■ **Exercise prompt**
Report every line of the entries below that contains the string "chair", reproducing each such line in full.

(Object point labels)
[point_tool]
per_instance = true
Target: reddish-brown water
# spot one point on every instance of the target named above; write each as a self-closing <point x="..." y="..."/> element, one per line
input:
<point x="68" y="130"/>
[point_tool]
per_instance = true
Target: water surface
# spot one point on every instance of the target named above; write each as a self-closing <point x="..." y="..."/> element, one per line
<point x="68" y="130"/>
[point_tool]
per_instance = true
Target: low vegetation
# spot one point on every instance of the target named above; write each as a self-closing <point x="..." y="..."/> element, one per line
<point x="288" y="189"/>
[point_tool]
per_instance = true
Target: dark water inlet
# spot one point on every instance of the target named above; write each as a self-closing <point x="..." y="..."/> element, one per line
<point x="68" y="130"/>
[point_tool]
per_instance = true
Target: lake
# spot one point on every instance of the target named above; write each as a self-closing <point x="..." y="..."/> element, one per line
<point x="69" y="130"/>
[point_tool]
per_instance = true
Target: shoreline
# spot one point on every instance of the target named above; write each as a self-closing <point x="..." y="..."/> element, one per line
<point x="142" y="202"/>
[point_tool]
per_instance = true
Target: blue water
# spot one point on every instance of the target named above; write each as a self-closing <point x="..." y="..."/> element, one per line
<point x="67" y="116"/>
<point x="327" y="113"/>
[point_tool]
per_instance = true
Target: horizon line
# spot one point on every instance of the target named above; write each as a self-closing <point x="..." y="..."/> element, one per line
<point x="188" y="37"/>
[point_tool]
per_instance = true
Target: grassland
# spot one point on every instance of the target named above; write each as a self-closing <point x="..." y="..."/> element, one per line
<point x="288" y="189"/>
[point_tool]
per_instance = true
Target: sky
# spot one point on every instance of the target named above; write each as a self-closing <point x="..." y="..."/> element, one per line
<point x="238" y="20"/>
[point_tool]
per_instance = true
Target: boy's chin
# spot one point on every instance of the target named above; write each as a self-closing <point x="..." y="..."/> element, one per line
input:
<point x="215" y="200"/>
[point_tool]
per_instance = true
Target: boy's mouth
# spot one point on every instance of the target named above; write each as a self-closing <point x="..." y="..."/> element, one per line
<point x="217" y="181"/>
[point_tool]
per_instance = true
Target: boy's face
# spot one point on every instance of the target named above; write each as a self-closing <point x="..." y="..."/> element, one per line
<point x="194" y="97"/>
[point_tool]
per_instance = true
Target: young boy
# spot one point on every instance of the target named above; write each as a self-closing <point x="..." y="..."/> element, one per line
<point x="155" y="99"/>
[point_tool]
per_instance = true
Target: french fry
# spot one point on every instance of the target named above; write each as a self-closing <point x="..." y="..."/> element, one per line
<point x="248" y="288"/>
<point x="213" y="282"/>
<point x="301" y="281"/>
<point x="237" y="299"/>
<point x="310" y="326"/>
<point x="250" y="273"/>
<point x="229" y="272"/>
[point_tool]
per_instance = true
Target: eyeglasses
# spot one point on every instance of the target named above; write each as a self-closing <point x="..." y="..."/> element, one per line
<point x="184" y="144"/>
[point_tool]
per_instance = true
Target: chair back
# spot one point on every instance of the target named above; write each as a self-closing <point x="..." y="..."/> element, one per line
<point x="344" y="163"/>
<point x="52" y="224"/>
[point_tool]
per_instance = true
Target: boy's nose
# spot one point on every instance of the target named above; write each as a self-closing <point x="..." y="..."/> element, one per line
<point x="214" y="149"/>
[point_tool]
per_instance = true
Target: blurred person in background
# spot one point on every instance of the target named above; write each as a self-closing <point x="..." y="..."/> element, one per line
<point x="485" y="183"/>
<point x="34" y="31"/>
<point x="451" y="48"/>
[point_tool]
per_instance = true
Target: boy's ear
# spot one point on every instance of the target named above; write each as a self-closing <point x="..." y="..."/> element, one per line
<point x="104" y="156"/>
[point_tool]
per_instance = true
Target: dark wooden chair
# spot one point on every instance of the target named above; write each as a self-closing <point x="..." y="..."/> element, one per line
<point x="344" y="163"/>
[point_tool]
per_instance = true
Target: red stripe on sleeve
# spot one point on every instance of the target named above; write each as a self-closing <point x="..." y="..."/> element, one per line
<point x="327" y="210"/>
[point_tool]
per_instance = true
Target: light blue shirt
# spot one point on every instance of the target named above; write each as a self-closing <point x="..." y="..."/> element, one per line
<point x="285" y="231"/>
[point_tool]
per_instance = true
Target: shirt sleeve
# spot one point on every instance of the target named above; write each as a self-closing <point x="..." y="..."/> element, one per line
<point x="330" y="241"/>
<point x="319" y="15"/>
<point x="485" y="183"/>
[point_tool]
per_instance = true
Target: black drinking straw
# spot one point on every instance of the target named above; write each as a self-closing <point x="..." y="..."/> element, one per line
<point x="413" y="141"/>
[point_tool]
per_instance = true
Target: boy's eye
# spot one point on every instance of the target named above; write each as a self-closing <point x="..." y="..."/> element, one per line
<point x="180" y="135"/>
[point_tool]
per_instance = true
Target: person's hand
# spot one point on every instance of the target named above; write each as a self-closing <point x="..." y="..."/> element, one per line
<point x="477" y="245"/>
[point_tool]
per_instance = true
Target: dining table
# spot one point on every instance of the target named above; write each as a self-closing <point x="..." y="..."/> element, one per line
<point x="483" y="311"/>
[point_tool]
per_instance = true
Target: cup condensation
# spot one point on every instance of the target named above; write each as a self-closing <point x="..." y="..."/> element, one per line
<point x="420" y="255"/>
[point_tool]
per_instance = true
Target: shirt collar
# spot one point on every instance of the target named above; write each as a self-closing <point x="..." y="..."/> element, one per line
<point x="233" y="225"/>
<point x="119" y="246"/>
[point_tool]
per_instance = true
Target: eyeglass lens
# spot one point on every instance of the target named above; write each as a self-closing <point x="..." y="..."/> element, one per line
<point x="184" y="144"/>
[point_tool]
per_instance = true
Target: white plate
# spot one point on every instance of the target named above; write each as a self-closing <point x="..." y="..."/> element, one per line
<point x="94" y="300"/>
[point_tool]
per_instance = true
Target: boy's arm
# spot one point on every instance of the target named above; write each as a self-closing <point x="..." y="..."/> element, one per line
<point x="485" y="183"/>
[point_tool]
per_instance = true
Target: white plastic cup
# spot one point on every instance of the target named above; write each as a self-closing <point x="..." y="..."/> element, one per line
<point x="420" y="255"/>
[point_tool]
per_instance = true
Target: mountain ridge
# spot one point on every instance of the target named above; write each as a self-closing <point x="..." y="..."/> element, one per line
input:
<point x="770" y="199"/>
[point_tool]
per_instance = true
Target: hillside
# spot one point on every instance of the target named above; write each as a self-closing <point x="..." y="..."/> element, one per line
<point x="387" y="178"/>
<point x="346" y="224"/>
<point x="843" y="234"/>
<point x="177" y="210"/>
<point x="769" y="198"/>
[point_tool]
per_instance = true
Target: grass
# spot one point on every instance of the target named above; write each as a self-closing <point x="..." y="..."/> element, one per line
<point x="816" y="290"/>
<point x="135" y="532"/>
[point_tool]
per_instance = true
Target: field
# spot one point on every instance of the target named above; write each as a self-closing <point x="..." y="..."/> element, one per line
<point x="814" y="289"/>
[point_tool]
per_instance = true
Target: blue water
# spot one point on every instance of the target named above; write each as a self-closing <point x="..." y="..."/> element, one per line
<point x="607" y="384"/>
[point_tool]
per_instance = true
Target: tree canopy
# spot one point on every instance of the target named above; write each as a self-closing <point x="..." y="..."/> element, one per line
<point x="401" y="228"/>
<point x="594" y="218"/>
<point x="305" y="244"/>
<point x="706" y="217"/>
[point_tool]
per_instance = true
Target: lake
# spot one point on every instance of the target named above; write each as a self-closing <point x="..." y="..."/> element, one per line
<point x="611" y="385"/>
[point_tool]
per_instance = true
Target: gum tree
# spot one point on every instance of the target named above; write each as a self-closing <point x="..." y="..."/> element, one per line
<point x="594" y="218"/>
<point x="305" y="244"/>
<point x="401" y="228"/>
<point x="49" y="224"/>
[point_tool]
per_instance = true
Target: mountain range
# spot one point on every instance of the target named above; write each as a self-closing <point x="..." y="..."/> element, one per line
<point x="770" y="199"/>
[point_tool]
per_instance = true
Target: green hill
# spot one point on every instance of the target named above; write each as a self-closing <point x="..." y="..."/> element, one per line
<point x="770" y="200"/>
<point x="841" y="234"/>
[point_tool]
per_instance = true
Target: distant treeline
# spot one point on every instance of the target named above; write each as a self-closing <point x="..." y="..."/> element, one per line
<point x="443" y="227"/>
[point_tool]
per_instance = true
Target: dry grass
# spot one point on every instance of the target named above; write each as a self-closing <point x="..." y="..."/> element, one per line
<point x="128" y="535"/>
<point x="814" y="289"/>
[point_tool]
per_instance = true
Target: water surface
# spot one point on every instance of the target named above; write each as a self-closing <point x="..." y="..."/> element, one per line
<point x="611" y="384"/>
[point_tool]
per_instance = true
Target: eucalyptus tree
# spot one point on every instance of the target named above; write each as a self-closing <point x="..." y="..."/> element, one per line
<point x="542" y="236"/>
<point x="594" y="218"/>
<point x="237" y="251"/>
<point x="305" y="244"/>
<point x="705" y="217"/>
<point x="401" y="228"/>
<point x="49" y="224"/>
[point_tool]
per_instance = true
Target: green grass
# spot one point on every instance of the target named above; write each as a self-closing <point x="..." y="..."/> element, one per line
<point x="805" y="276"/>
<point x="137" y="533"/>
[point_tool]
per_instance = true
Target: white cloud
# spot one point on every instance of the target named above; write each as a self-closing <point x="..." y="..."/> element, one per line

■ **Finished answer**
Target: chair back
Target: dark wooden chair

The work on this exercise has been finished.